Document segment:
Welcome to Crisis Chronicles blog number 200!

Of course about 90 of these were merely copied from MySpace after I created this site around January 1st of this year.  But there are 200 here.  Wanted to do something special on this occasion… but indecision about what to do, as well as a lack of time to do it and to get all the other things I need to do done, helped me decide to keep it simple. 

And anyway, I’ve been wanting to tell you about the Deep Cleveland poetry reading Geri and I attended Friday the 13th of June at the Borders bookstore in Strongsville (a southwestern suburb).  So here goes.

The featured reader that rainy night was Ray McNiece, who you might remember from my Barking Spider blog.  His performance started late and a bit cloudy.  But his poetic storm gathered quickly, as he swept us up in waves of words, washing us in the flood waters of his gripping New Orleans epic and then whisking us back north to soak in his engaging “Love Song for Cleveland.”  He also treated us to a healthy dose of humor and “Irish frivolity” (his words).  But my favorite moment came when Ray invoked Jack Kerouac’s ghost in a poem called “Whither Goest Thou, America?,” inspired by Ray’s residency at the Kerouac House.  It gave me chills when I heard him perform it – and it keeps popping back into my mind at the strangest times.  Haunting….  And obviously Ray was haunted, too – which only added to his poem’s power.

Items:
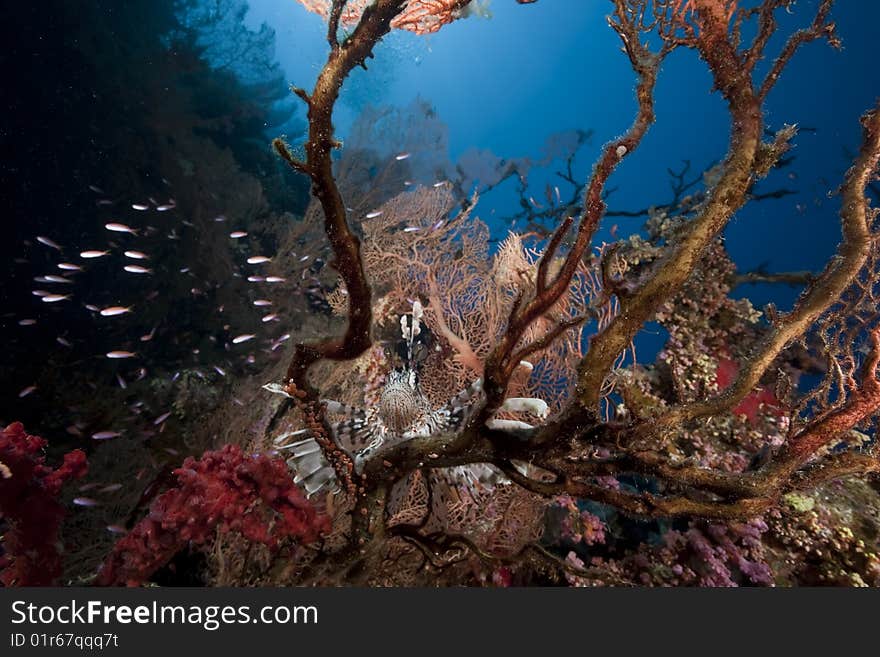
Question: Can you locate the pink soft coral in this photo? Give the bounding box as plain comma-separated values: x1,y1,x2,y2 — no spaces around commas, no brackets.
97,445,328,586
0,422,88,586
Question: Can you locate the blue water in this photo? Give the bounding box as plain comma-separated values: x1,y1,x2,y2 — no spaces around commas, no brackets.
247,0,880,316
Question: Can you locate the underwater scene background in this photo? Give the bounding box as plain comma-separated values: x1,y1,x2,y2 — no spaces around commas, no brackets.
0,0,880,586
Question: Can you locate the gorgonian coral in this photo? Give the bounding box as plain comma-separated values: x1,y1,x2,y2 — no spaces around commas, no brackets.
0,422,88,586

Required work:
Summarize the blog post in two sentences. The listing that comes after the blog post is separate material.

Right answer:
The blog post marks the 200th entry of Crisis Chronicles, about 90 of which were copied from MySpace, and describes the Deep Cleveland poetry reading attended on Friday, June 13, at the Borders bookstore in Strongsville. Featured reader Ray McNiece performed a New Orleans epic, "Love Song for Cleveland," and some humor, and the writer's favorite moment was "Whither Goest Thou, America?," a poem invoking Jack Kerouac's ghost and inspired by Ray's residency at the Kerouac House.